··· Text block
In fact, if you head down south a bit, then a bit west, near Bordeaux, you will find Marmande. A French town that's mostly known for its tomato production, but once a year, it becomes host to Garorock, a music festival that breaks all ideas of genre-boundaries and just gives people an excuse to let loose and soak up that Southern French sun. It also sees more than triple the actual towns 17,949 population per day (With more than 145,500 attending this years over the weekend).

Its first instalment came back in 1997, and ever since it’s grown from strength to strength. Over the last few years in particular headliners have included Muse, Foals, MIA, Marilyn Manson and further down the bill a pre-second album Slaves. So there’s never really been any draw or attraction missing, that’s for sure.

This year presents itself as no different, but first there’s the case of getting there. Travelling from England presents only a few options given the area isn't exactly an international hub. The most common route in is via airplane, landing at Bergerac, a cool hour or so outside of Marmande.

I was staying in a house in a town fifteen or so miles down the road from the festival, so if camping isn't your scene you can easily find Air B'n'B's dotted around the country-side, or in neighbouring towns. But as you make your way through the wooded land that plays host each year to this hidden gem of a festival, tents soon begin to appear in various sections that will be lay waste by the end of the weekend to both the African sun that's appeared over France this week, and the unstoppable fray of kids letting loose.

The site itself is made up of three key stages - including a pair of twinned main stages - it's almost impossible to get lost on the site itself. The two towering stages, Garonne and Plaine, take their focal point, while directly in line with them the smaller, shipping container bordered Garoclub Deezer stage always finds itself a beacon of thumping dance and hip-hop.

Running from Thursday to Sunday, due to flight scheduling I missed the first day which played host to helmet-clad DJ Marshmello, and Brighton duo Blood Red Shoes, but the rest of the weekend made sure to make up for it, with a wealth of French acts and a curious smattering of English ones.

You tend to arrive on site later in the evening as mains acts don't start until six or seven pm, leaving plenty of time to explore the region - or laze by a pool if you're that way inclined, no noise carries until you reach the opening of the trees, its then that you find the familiar rumble of bass, and the slow passage of revellers making their way to the site from wherever they're kipping.

One of the real reasons for attending a festival like Garorock is to get a better understanding of what’s happening in cultures over in mainland Europe. In France it would appear to be a whole heap of dance, hip-hop and electronic culture.
······
··· Record excerpts
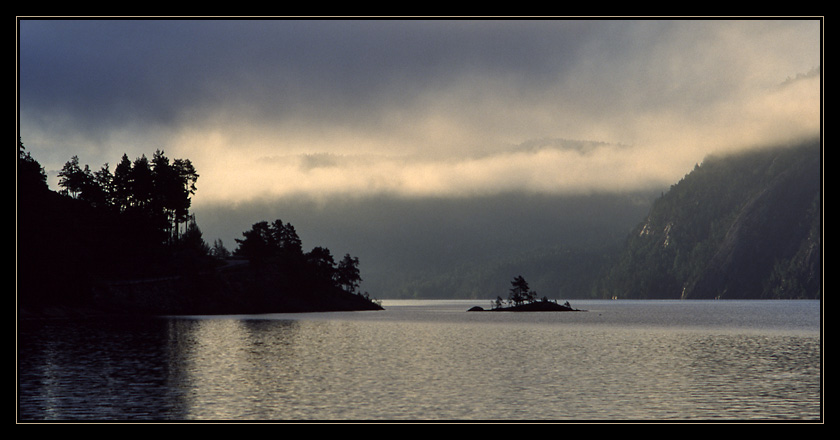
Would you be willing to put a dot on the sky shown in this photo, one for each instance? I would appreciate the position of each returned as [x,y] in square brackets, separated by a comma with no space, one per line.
[278,113]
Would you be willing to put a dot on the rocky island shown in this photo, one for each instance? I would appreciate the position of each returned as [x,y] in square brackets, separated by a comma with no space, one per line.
[523,299]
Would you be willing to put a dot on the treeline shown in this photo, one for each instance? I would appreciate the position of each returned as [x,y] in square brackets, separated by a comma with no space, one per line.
[159,189]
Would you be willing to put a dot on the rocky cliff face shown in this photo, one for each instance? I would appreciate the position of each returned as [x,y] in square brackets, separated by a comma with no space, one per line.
[745,226]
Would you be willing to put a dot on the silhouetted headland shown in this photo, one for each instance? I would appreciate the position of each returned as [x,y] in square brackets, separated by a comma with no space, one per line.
[536,306]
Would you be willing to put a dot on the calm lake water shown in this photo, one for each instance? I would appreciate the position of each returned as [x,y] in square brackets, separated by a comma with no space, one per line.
[432,360]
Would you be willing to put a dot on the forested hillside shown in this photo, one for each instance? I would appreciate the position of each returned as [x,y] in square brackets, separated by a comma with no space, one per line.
[744,226]
[126,243]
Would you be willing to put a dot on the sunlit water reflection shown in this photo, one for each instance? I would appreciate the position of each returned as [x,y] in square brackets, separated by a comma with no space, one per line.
[427,360]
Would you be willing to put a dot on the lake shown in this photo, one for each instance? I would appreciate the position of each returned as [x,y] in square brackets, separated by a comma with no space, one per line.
[433,361]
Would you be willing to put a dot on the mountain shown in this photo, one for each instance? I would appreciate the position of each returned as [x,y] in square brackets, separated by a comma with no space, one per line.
[740,226]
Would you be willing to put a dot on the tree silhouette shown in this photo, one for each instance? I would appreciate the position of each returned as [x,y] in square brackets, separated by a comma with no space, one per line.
[520,292]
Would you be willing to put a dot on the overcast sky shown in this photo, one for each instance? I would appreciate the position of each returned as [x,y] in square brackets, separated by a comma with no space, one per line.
[272,109]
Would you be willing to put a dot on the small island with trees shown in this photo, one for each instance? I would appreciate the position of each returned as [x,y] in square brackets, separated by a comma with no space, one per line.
······
Requirement 1 =>
Decide whether each statement below agrees with the Garorock review. Answer yes or no for each, and quote the words of the review that decide it.
(a) Garorock was first held in 1997.
(b) The most common way to reach the festival is by train.
(c) The festival site has five key stages.
Requirement 2 => Quote the part of the Garorock review that opens with the words containing "I was staying" and closes with "kids letting loose.".
Requirement 3 => According to the Garorock review, what are the two main stages called?

Your solution 1 =>
(a) Yes: "Its first instalment came back in 1997"
(b) No: "The most common route in is via airplane, landing at Bergerac"
(c) No: "The site itself is made up of three key stages"

Your solution 2 =>
I was staying in a house in a town fifteen or so miles down the road from the festival, so if camping isn't your scene you can easily find Air B'n'B's dotted around the country-side, or in neighbouring towns. But as you make your way through the wooded land that plays host each year to this hidden gem of a festival, tents soon begin to appear in various sections that will be lay waste by the end of the weekend to both the African sun that's appeared over France this week, and the unstoppable fray of kids letting loose.

Your solution 3 => Garonne and Plaine.